** start Provided information **

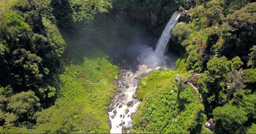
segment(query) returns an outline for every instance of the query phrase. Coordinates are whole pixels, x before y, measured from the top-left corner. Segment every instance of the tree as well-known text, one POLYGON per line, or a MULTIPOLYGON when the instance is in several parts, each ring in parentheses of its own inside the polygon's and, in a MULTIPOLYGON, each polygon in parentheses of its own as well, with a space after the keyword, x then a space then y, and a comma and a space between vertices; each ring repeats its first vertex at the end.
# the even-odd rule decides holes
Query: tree
POLYGON ((234 92, 237 91, 240 91, 245 88, 245 85, 244 84, 246 82, 246 80, 243 78, 245 74, 244 72, 243 71, 242 68, 240 69, 239 71, 233 69, 229 72, 228 75, 229 78, 228 82, 225 84, 227 88, 226 90, 228 91, 227 98, 234 92))
POLYGON ((241 66, 244 64, 244 63, 241 61, 241 59, 238 56, 237 56, 232 59, 231 62, 232 63, 231 65, 231 69, 238 69, 240 68, 241 66))
POLYGON ((250 53, 248 48, 256 43, 256 3, 249 3, 227 15, 225 19, 232 27, 232 36, 225 38, 226 43, 230 45, 227 49, 235 50, 237 55, 241 57, 248 54, 250 53))
POLYGON ((244 78, 246 80, 247 82, 253 83, 256 82, 256 70, 251 69, 245 70, 245 74, 244 78))
POLYGON ((20 119, 23 119, 22 121, 31 121, 35 112, 42 110, 40 105, 39 99, 35 96, 35 93, 28 91, 11 97, 7 107, 20 119))
POLYGON ((212 24, 215 25, 219 23, 224 17, 224 15, 222 14, 223 10, 223 8, 219 5, 214 5, 207 9, 206 14, 211 20, 212 24))
POLYGON ((254 68, 256 67, 256 46, 253 45, 250 50, 252 51, 249 54, 249 60, 247 66, 254 68))
POLYGON ((215 78, 224 80, 230 70, 231 64, 230 61, 224 56, 219 58, 214 57, 207 63, 207 69, 215 78))
POLYGON ((256 124, 252 123, 251 127, 247 129, 246 134, 253 134, 256 132, 256 124))
POLYGON ((172 31, 172 34, 180 40, 189 35, 191 31, 190 28, 186 23, 181 22, 176 24, 172 31))
POLYGON ((200 17, 202 16, 206 11, 204 7, 202 5, 199 5, 196 6, 195 8, 195 11, 193 15, 195 17, 200 17))
POLYGON ((213 110, 213 119, 217 133, 244 133, 244 123, 247 113, 238 106, 228 105, 218 107, 213 110))

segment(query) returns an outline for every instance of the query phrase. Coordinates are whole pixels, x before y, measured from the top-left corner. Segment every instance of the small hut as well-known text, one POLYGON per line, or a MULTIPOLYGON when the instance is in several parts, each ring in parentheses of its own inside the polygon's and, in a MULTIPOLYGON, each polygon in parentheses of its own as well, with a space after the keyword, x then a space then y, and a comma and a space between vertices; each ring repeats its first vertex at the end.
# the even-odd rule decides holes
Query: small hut
POLYGON ((214 131, 214 129, 215 129, 215 127, 213 125, 214 123, 214 121, 213 121, 213 119, 210 119, 208 122, 205 123, 204 125, 206 126, 209 128, 211 131, 214 131))

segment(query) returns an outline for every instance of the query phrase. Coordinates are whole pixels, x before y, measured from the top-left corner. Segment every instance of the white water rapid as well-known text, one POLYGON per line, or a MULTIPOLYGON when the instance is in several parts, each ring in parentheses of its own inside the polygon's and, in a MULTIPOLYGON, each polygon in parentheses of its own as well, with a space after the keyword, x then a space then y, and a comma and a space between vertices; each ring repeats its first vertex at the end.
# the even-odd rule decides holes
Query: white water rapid
MULTIPOLYGON (((145 74, 160 68, 168 69, 165 65, 165 60, 168 58, 164 55, 165 49, 172 36, 172 29, 182 12, 178 11, 173 13, 158 41, 155 50, 151 48, 141 48, 140 54, 137 57, 140 63, 136 70, 125 72, 115 85, 117 88, 117 93, 108 107, 111 123, 111 133, 121 134, 122 127, 128 128, 132 127, 131 116, 137 111, 141 102, 136 98, 136 94, 142 78, 145 74)), ((175 69, 175 63, 169 66, 169 68, 175 69)), ((127 132, 129 133, 129 130, 127 132)))
POLYGON ((165 55, 165 53, 167 44, 172 37, 172 30, 178 22, 182 12, 182 11, 177 11, 173 13, 158 40, 154 53, 149 55, 145 59, 146 62, 151 66, 155 67, 165 63, 167 58, 165 55))

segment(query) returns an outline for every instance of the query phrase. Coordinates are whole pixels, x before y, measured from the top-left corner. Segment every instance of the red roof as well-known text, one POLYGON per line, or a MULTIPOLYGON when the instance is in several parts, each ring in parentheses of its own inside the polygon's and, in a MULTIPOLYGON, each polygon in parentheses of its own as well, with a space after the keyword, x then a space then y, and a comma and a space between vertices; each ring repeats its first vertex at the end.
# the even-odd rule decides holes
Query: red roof
POLYGON ((203 42, 202 41, 203 40, 198 40, 197 41, 197 45, 199 45, 199 44, 202 43, 202 42, 203 42))
POLYGON ((211 123, 212 123, 212 125, 213 125, 213 122, 214 122, 213 119, 209 119, 209 122, 211 122, 211 123))

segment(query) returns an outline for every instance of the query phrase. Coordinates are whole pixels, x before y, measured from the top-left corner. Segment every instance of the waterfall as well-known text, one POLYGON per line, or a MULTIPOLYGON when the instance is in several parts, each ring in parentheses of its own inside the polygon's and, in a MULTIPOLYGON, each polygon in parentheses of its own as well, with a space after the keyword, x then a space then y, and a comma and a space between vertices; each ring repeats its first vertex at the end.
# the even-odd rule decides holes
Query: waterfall
POLYGON ((172 17, 165 26, 161 37, 158 40, 155 51, 155 54, 156 57, 160 59, 160 60, 162 61, 164 60, 165 48, 172 36, 172 30, 177 23, 178 20, 182 12, 182 11, 177 11, 173 14, 172 17))
MULTIPOLYGON (((137 90, 140 80, 144 76, 144 74, 149 74, 160 68, 165 70, 168 69, 162 64, 164 63, 165 58, 167 57, 164 55, 165 48, 172 36, 172 29, 177 23, 182 12, 178 11, 173 13, 158 40, 155 51, 153 48, 147 47, 139 49, 140 55, 137 58, 140 63, 134 65, 138 68, 136 71, 133 72, 128 69, 124 73, 121 78, 118 79, 115 85, 117 89, 116 96, 111 100, 111 104, 108 108, 109 118, 111 121, 111 133, 122 133, 123 127, 132 127, 131 117, 136 112, 141 103, 137 98, 137 90)), ((175 69, 175 61, 173 62, 173 66, 170 68, 175 69)), ((129 131, 127 132, 128 133, 129 131)))

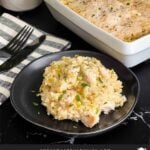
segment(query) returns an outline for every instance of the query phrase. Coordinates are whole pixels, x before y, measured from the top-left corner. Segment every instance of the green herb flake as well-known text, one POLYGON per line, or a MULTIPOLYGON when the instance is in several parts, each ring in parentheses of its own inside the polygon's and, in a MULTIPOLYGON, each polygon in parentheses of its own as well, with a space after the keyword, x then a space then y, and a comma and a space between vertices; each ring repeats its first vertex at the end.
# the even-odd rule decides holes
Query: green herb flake
POLYGON ((86 86, 89 86, 87 83, 81 83, 81 86, 84 88, 86 86))
POLYGON ((63 98, 63 95, 64 95, 64 93, 61 94, 61 95, 59 95, 59 97, 58 97, 58 100, 59 100, 59 101, 63 98))
POLYGON ((34 106, 39 106, 39 104, 37 102, 33 102, 32 103, 34 106))
POLYGON ((81 101, 81 98, 80 98, 80 96, 79 96, 79 95, 76 95, 75 99, 76 99, 78 102, 80 102, 80 101, 81 101))
POLYGON ((100 83, 103 83, 103 81, 101 80, 101 78, 98 78, 98 81, 99 81, 100 83))

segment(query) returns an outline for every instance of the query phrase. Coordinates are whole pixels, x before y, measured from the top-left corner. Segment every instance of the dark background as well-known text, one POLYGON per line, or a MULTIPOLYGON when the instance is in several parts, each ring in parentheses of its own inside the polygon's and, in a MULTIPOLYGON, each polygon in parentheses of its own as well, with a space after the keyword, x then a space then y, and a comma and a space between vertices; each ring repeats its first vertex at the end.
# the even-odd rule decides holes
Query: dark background
MULTIPOLYGON (((0 14, 7 12, 55 36, 72 42, 71 49, 95 50, 73 32, 58 23, 44 3, 28 12, 11 12, 0 7, 0 14)), ((74 139, 55 135, 37 128, 22 119, 7 100, 0 106, 1 144, 148 144, 150 145, 150 61, 131 69, 138 77, 141 92, 132 115, 119 127, 103 135, 74 139)))

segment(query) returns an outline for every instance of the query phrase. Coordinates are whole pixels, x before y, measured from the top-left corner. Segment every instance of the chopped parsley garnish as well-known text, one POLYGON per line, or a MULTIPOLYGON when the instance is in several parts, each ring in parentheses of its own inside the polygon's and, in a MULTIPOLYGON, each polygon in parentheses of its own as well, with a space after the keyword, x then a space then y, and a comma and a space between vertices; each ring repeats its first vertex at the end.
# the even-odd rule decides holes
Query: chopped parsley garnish
POLYGON ((80 101, 81 101, 81 98, 80 98, 80 96, 79 96, 79 95, 76 95, 75 99, 76 99, 78 102, 80 102, 80 101))
POLYGON ((89 86, 89 84, 88 83, 81 83, 81 86, 84 88, 86 86, 89 86))
POLYGON ((58 100, 60 101, 63 98, 63 96, 64 96, 64 93, 59 95, 58 100))
POLYGON ((77 129, 78 127, 77 127, 77 126, 73 126, 73 128, 74 128, 74 129, 77 129))

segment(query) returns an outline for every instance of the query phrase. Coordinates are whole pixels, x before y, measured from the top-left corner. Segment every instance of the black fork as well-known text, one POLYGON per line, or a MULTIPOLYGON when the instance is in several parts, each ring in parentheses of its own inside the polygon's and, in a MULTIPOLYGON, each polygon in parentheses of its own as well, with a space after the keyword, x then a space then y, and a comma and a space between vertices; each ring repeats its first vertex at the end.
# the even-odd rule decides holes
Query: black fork
POLYGON ((23 48, 32 32, 33 29, 25 25, 6 46, 0 49, 0 57, 8 57, 16 54, 23 48))

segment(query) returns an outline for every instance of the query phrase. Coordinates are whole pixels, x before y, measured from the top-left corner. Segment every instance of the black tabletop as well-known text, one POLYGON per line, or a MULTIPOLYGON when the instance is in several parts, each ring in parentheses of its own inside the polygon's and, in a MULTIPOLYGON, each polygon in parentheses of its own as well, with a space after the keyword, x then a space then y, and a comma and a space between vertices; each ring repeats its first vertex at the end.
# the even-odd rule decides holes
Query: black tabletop
MULTIPOLYGON (((38 8, 15 13, 0 7, 0 14, 7 12, 31 25, 72 42, 71 49, 97 51, 69 29, 58 23, 44 3, 38 8)), ((36 127, 22 119, 8 99, 0 106, 0 143, 2 144, 148 144, 150 145, 150 62, 131 69, 138 77, 141 92, 131 116, 116 129, 103 135, 76 139, 63 137, 36 127)))

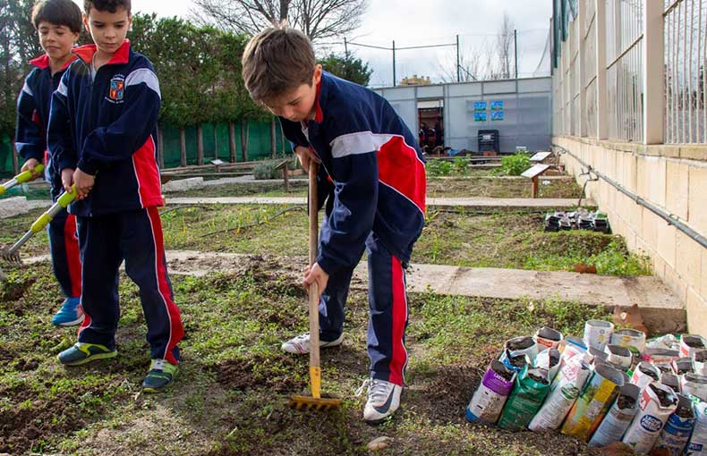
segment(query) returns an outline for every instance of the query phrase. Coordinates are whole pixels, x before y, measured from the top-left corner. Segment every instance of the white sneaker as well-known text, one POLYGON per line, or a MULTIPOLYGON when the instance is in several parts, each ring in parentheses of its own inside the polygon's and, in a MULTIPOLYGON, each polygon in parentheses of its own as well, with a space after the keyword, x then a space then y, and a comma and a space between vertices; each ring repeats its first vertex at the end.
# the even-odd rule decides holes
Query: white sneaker
MULTIPOLYGON (((336 347, 341 345, 344 342, 344 334, 342 334, 336 340, 331 342, 324 342, 319 339, 319 348, 326 349, 328 347, 336 347)), ((282 344, 282 350, 288 353, 294 353, 295 355, 304 355, 310 352, 310 334, 298 335, 282 344)))
POLYGON ((377 425, 393 415, 400 407, 403 387, 385 380, 369 378, 358 389, 356 395, 360 395, 366 386, 368 401, 363 408, 363 420, 370 425, 377 425))

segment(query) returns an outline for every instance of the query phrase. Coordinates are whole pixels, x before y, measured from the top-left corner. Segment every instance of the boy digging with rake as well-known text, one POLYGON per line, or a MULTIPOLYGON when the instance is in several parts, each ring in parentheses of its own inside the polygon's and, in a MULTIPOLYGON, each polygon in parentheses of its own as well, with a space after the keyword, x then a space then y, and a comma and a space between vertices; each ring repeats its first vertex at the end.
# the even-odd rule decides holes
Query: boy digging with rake
MULTIPOLYGON (((304 170, 321 164, 319 181, 332 182, 317 261, 303 280, 316 282, 321 293, 322 348, 342 343, 351 276, 368 253, 371 378, 363 419, 380 423, 400 404, 407 363, 405 267, 425 215, 417 139, 386 99, 323 72, 298 30, 268 29, 251 39, 243 74, 253 100, 279 116, 304 170)), ((309 342, 305 334, 282 348, 304 354, 309 342)))

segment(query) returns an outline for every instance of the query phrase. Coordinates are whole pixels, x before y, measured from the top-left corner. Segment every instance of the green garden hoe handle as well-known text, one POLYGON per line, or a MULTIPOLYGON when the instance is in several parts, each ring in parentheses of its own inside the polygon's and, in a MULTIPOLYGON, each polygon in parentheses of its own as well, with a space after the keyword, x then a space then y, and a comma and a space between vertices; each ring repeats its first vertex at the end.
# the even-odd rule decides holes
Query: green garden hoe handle
POLYGON ((27 232, 24 236, 20 239, 20 241, 15 242, 15 244, 10 249, 2 250, 0 255, 8 261, 21 263, 21 261, 20 259, 20 255, 17 253, 20 248, 22 247, 25 242, 30 241, 32 236, 47 228, 47 225, 49 224, 49 222, 51 222, 52 219, 54 219, 54 217, 55 217, 61 211, 66 209, 66 207, 74 199, 76 199, 76 184, 72 185, 71 193, 64 191, 62 196, 59 197, 59 199, 57 199, 56 202, 47 210, 47 212, 42 214, 39 218, 38 218, 35 223, 32 224, 30 231, 27 232))
POLYGON ((38 164, 34 167, 34 170, 20 173, 11 180, 7 181, 5 183, 0 185, 0 195, 9 190, 15 185, 20 185, 21 183, 27 183, 30 181, 34 180, 34 174, 32 173, 32 171, 38 174, 41 174, 44 172, 44 165, 38 164))

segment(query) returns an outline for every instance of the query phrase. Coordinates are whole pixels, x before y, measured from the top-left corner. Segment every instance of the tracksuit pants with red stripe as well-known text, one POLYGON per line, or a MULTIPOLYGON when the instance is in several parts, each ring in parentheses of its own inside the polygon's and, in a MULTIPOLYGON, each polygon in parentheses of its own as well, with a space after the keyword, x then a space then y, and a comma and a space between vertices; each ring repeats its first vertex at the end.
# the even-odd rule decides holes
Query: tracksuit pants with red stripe
POLYGON ((182 318, 167 274, 162 224, 157 207, 77 217, 83 263, 81 305, 86 319, 79 342, 115 346, 118 327, 118 267, 140 288, 152 359, 180 360, 182 318))
MULTIPOLYGON (((407 297, 405 265, 371 233, 366 240, 369 274, 368 356, 371 376, 403 385, 407 365, 405 328, 407 297)), ((334 341, 344 331, 344 306, 354 268, 329 275, 319 301, 322 341, 334 341)))
POLYGON ((62 211, 49 223, 49 250, 54 275, 67 298, 81 295, 81 263, 76 216, 62 211))

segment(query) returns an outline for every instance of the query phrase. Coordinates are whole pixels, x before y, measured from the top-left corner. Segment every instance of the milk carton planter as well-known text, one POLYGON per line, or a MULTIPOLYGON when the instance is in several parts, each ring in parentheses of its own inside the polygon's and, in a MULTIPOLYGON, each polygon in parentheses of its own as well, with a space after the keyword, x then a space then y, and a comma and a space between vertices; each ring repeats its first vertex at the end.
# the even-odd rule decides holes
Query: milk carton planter
POLYGON ((635 370, 634 370, 634 376, 631 377, 631 383, 638 385, 642 390, 645 388, 648 384, 660 380, 660 371, 658 370, 658 367, 645 361, 638 363, 635 370))
POLYGON ((535 367, 547 369, 548 380, 552 383, 559 369, 559 359, 560 354, 558 349, 546 349, 538 353, 533 365, 535 367))
POLYGON ((535 333, 535 342, 538 345, 538 352, 545 349, 557 349, 562 342, 562 333, 557 329, 543 326, 535 333))
POLYGON ((680 387, 680 377, 675 374, 663 374, 660 376, 660 383, 672 389, 674 393, 683 392, 680 387))
POLYGON ((690 456, 707 456, 707 402, 697 401, 694 403, 696 421, 690 443, 685 454, 690 456))
POLYGON ((695 374, 707 375, 707 350, 695 350, 693 353, 693 361, 695 374))
POLYGON ((606 362, 624 372, 630 369, 634 363, 631 350, 621 345, 609 344, 604 347, 604 353, 607 354, 606 362))
POLYGON ((680 358, 673 361, 673 371, 677 376, 684 376, 685 374, 694 373, 694 361, 692 358, 680 358))
POLYGON ((584 391, 570 410, 562 434, 588 441, 623 385, 624 376, 619 371, 606 364, 597 365, 584 391))
POLYGON ((613 331, 613 323, 604 320, 588 320, 584 324, 584 343, 587 347, 603 350, 604 346, 611 339, 613 331))
POLYGON ((589 446, 607 446, 618 442, 638 413, 638 397, 641 388, 625 384, 601 424, 589 441, 589 446))
POLYGON ((692 358, 695 350, 707 349, 707 341, 697 334, 685 334, 680 338, 680 356, 692 358))
POLYGON ((466 419, 494 424, 501 414, 515 380, 515 372, 494 359, 466 408, 466 419))
POLYGON ((538 349, 532 337, 514 337, 506 341, 499 360, 515 372, 520 372, 528 360, 532 362, 535 359, 537 354, 538 349))
POLYGON ((692 401, 687 396, 677 394, 677 409, 668 417, 655 448, 661 451, 661 454, 667 451, 670 456, 680 456, 687 446, 694 423, 692 401))
POLYGON ((618 329, 611 334, 609 343, 627 348, 638 359, 645 350, 645 333, 635 329, 618 329))
POLYGON ((692 394, 700 401, 707 402, 707 376, 699 374, 686 374, 680 379, 683 394, 692 394))
POLYGON ((621 441, 638 454, 648 453, 677 407, 677 396, 673 390, 659 383, 649 384, 641 392, 638 413, 621 441))
POLYGON ((532 431, 557 429, 584 388, 592 375, 592 367, 581 357, 575 357, 565 364, 550 386, 548 398, 528 427, 532 431))
POLYGON ((519 431, 527 427, 542 401, 548 394, 549 380, 548 371, 539 367, 525 366, 515 377, 506 407, 503 408, 498 426, 510 431, 519 431))

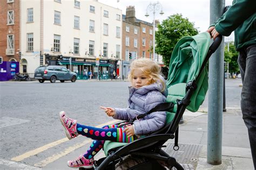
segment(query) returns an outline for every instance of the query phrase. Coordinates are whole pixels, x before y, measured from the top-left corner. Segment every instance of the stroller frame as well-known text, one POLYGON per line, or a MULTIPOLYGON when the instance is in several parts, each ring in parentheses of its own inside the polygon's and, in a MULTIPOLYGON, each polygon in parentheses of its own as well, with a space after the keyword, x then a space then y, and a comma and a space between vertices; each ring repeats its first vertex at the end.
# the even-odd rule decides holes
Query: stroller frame
MULTIPOLYGON (((163 144, 168 139, 175 138, 176 143, 178 143, 179 123, 186 108, 190 103, 190 98, 193 92, 197 88, 197 82, 199 75, 205 67, 210 57, 218 48, 221 41, 222 36, 220 36, 215 38, 209 47, 198 76, 196 80, 187 83, 186 86, 186 92, 184 97, 181 100, 177 100, 177 111, 171 123, 166 124, 164 128, 151 134, 150 136, 136 140, 122 147, 110 150, 109 151, 109 155, 107 157, 103 158, 95 161, 93 165, 95 169, 114 169, 115 165, 120 160, 122 160, 122 158, 127 155, 142 156, 144 158, 147 158, 150 160, 154 160, 154 164, 157 162, 157 164, 158 163, 159 166, 157 168, 151 167, 151 169, 166 169, 160 165, 163 163, 164 163, 165 166, 170 169, 175 167, 178 170, 184 169, 183 167, 176 161, 174 158, 170 157, 161 148, 166 147, 166 146, 163 146, 163 144), (161 163, 156 160, 160 161, 161 163), (161 167, 163 167, 163 168, 161 168, 161 167)), ((168 111, 169 109, 170 108, 166 108, 165 110, 168 111)), ((176 146, 177 146, 174 145, 174 149, 176 146)), ((177 150, 178 149, 174 150, 177 150)), ((148 163, 150 164, 149 162, 148 163)), ((156 165, 156 164, 154 165, 156 165)), ((151 165, 153 165, 153 164, 151 165)), ((79 168, 79 169, 83 169, 79 168)), ((145 169, 145 165, 131 168, 131 169, 145 169), (143 167, 143 166, 144 166, 144 167, 143 167)))

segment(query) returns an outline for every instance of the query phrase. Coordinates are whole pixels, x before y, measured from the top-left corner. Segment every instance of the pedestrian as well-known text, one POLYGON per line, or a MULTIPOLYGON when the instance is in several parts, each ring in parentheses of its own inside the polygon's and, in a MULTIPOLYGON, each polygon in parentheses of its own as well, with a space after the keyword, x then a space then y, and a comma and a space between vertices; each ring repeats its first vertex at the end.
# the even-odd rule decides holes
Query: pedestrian
MULTIPOLYGON (((164 79, 160 75, 160 69, 157 63, 148 59, 133 61, 131 65, 129 79, 129 107, 125 109, 100 107, 108 116, 116 119, 129 121, 137 116, 146 113, 157 105, 165 102, 167 88, 164 79)), ((68 161, 70 167, 91 168, 93 157, 103 147, 105 140, 130 143, 142 135, 151 133, 164 126, 165 111, 152 112, 131 125, 128 123, 120 125, 106 125, 102 128, 78 124, 69 118, 64 111, 59 113, 62 124, 69 139, 82 135, 95 140, 85 153, 76 159, 68 161), (121 127, 122 126, 122 127, 121 127), (118 137, 123 136, 123 138, 118 137)))
POLYGON ((248 129, 252 159, 256 169, 256 1, 233 0, 232 5, 208 30, 214 39, 229 36, 233 31, 239 54, 242 82, 241 109, 248 129))
POLYGON ((91 80, 92 77, 92 73, 91 70, 90 70, 90 72, 88 73, 88 76, 89 76, 89 80, 91 80))
POLYGON ((113 79, 116 79, 116 72, 113 70, 113 79))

** end Provided information **

* What is needed
From the listing above, render the lines from the one containing "the boy digging" through the one containing "Query: boy digging with rake", both included, as a numbered list. Leave out any blank lines.

* Result for this task
1. segment(query) returns an outline for every instance of the query phrase. Coordinates are whole pixels, x before y, measured from the top-left corner. Segment every instance of the boy digging with rake as well-known text, one POLYGON per line, or a MULTIPOLYGON when the instance is in several parts, each ring in parentheses of its own inside the polygon's and, in a MULTIPOLYGON, each polygon in parentheses of its own as well, with a space after the keyword, x then a space then y, and a comma and a space between vertices; each ring repeats its first vertex at the end.
2. # the even-odd rule decides holes
3. Query: boy digging with rake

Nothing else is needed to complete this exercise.